Please write the next part of the Anchor Small Beer passage, picking up after its final sentence.

-- BEGIN Text excerpt --

The tradition of brewing two distinct beers from one mash has existed for thousands of years, and for centuries the term “small beer” was used in English to describe the lighter and weaker second beer. By association, the term came to mean something of little importance.

Let’s get small We make our Old Foghorn Barleywine Style Ale from the rich first runnings of an all-malt mash, and Anchor Small Beer is our attempt to duplicate the “small beers” of old by sparging that same mash: sprinkling warm water over the Old Foghorn mash after the first wort has run off, thereby creating a second, lighter brew from the resulting thinner wort. Technically, both beers are “ales” because they are made with top-fermenting yeast.

We believe you will find Anchor Small Beer delicious—similar to what modern brewers call a “bitter”—and we hope you will also enjoy the idea of reviving an ancient brewing tradition, which is something of great importance.

-- END Text excerpt --
-- BEGIN Supplied records --

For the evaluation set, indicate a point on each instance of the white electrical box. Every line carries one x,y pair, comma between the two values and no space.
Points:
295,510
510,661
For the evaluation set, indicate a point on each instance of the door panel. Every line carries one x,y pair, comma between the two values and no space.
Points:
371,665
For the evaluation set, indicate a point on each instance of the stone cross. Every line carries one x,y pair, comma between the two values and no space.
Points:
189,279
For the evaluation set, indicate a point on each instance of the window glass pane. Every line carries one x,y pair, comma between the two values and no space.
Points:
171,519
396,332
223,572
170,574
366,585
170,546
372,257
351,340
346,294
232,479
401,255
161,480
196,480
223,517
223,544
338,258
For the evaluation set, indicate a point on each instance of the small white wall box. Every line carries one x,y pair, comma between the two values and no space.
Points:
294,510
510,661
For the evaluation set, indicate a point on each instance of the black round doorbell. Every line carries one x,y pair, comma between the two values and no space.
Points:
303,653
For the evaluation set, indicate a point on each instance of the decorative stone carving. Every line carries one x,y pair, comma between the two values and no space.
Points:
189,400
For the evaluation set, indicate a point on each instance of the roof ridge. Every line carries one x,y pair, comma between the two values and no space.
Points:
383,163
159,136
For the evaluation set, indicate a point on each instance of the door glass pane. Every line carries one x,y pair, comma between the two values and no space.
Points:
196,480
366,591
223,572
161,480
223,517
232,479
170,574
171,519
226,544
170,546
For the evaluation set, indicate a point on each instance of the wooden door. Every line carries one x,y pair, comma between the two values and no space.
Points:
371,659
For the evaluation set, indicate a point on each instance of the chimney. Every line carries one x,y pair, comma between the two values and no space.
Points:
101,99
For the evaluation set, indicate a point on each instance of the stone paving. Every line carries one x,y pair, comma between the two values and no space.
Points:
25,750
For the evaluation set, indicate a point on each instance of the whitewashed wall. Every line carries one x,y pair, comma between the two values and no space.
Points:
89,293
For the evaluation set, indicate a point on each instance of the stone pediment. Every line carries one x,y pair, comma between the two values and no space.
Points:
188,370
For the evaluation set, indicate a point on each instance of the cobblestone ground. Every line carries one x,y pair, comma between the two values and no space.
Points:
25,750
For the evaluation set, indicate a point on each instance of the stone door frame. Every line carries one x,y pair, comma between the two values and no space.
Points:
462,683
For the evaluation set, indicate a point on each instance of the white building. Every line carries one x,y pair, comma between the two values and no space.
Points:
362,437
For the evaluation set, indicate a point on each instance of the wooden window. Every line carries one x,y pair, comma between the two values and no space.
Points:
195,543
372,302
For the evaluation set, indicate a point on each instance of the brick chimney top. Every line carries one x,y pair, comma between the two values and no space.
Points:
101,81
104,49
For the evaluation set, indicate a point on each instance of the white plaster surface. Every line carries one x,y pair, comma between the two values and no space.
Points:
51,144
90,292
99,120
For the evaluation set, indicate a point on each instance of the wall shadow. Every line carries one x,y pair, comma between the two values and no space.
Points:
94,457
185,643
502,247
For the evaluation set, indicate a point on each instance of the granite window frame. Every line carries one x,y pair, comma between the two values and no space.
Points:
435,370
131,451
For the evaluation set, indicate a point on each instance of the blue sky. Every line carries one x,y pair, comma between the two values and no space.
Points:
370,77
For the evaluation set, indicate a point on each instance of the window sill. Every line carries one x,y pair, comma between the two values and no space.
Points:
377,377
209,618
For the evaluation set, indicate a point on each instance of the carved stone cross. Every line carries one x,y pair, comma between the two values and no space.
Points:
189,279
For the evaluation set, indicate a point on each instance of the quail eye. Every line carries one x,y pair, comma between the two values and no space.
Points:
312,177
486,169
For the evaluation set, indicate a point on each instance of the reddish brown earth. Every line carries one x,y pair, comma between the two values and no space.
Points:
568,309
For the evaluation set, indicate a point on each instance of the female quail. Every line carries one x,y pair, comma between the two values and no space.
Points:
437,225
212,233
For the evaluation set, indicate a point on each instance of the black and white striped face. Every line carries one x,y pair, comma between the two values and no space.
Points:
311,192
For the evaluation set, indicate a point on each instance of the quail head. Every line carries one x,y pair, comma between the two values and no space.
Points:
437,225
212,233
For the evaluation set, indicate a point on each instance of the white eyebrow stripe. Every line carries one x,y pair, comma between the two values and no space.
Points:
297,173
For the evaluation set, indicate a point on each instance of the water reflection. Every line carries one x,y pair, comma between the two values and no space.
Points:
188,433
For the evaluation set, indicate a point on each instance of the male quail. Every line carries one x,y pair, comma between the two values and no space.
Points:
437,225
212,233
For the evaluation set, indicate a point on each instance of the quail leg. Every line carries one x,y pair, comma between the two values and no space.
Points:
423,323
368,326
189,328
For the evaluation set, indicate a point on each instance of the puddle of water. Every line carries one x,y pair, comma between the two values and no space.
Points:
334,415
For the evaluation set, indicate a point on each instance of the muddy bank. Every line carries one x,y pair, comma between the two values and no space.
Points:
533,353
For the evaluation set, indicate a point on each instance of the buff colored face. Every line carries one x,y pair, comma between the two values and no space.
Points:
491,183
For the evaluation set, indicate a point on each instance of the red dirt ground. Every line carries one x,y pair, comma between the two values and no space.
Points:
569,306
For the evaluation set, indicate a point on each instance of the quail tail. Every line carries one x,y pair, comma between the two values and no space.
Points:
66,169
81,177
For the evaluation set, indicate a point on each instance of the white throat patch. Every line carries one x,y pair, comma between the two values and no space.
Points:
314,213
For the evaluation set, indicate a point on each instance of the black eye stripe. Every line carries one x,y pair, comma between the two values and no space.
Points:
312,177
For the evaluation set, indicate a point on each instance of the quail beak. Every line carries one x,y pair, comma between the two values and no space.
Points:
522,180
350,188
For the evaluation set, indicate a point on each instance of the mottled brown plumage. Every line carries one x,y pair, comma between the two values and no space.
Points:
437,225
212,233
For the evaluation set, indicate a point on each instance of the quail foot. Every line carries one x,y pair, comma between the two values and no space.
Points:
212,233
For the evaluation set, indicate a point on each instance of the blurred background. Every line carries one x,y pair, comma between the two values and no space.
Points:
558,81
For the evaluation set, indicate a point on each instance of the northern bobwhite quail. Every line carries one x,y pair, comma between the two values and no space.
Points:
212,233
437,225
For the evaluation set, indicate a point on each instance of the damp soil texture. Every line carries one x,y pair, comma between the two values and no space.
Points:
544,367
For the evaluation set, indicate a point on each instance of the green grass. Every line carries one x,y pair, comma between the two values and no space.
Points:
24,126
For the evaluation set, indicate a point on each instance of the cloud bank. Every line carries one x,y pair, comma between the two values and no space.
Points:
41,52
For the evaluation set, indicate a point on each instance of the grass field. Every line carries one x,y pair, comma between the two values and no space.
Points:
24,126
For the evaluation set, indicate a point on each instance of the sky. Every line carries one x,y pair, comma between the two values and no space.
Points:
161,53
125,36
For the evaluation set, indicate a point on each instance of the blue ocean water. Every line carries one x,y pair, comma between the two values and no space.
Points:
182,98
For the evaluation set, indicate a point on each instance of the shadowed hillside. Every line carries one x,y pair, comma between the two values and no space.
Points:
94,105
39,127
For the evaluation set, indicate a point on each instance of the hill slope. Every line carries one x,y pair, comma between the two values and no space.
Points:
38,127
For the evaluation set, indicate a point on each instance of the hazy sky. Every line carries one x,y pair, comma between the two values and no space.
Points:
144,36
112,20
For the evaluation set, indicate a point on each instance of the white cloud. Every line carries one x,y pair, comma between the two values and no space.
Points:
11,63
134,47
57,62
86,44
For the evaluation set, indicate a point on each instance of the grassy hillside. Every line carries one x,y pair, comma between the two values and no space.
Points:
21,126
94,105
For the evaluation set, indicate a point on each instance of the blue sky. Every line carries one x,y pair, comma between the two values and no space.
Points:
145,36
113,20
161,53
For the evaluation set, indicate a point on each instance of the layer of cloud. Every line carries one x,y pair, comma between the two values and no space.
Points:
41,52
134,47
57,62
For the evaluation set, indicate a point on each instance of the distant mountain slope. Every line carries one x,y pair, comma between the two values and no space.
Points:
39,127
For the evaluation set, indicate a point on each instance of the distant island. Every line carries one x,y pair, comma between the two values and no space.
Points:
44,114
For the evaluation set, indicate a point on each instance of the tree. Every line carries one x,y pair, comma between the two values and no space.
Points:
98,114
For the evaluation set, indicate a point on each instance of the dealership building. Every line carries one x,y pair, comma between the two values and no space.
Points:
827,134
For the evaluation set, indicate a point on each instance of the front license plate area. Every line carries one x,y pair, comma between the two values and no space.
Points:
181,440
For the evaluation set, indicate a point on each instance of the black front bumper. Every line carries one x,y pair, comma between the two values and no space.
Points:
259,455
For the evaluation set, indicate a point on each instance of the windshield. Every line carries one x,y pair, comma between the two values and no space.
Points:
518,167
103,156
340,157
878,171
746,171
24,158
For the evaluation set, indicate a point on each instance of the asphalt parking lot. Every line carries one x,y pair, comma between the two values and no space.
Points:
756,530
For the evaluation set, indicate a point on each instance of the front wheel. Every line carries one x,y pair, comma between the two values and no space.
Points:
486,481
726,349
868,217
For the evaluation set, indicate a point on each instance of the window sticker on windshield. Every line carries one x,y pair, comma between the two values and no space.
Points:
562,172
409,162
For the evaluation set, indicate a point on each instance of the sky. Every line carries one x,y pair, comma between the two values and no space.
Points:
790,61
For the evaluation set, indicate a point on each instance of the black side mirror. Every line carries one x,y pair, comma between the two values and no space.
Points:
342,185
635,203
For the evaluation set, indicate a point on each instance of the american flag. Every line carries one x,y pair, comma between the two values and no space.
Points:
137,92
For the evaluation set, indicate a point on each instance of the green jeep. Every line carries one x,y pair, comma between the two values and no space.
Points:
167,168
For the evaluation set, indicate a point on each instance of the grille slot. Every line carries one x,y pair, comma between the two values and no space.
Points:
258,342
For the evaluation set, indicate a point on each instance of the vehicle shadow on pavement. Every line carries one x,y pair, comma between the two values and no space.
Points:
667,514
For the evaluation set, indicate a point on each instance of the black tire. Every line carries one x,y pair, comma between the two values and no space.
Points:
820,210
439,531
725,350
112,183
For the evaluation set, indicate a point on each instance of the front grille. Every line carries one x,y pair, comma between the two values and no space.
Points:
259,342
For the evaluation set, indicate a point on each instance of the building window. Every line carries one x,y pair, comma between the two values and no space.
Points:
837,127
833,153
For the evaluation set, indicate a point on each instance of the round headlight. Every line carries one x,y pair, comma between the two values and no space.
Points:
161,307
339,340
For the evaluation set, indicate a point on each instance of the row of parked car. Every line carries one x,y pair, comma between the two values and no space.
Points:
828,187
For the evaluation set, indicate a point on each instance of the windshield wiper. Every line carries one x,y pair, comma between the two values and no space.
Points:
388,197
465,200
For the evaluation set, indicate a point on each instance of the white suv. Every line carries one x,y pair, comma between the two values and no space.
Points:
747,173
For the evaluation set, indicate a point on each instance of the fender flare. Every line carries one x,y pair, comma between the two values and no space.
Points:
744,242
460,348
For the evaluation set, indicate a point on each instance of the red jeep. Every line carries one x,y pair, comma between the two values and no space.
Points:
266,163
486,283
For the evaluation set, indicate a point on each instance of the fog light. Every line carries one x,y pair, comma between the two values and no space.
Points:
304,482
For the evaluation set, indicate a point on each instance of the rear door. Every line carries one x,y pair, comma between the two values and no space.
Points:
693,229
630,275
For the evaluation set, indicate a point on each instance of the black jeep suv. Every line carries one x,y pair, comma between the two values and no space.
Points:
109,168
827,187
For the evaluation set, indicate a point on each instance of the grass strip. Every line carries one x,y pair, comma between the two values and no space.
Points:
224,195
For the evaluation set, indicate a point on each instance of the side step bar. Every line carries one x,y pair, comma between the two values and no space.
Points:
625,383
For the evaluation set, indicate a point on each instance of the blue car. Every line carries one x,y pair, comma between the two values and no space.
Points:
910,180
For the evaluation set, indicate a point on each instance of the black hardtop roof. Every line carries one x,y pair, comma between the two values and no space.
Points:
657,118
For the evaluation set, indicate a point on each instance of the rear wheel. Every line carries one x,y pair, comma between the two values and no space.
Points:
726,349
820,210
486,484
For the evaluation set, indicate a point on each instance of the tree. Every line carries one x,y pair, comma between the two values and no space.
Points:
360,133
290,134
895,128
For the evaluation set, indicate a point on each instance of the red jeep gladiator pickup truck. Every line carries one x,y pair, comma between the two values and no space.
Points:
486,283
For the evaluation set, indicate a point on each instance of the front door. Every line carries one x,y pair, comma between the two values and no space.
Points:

-- END Supplied records --

__Task response__.
I’ll add another. In an age of economy–by which I mean conservation of resources and funds–it hardly makes sense in many cases to simply discard grain that still has enough combined sugars to produce a second beer. And in this age of inventive brewing, brewing small beers doesn’t mean every resulting offering has to taste like Anchor’s Small Beer.

Such an event, filled with small beers of all flavors and varieties, is an example of what I have been talking about with the need to redefine “extreme beer.”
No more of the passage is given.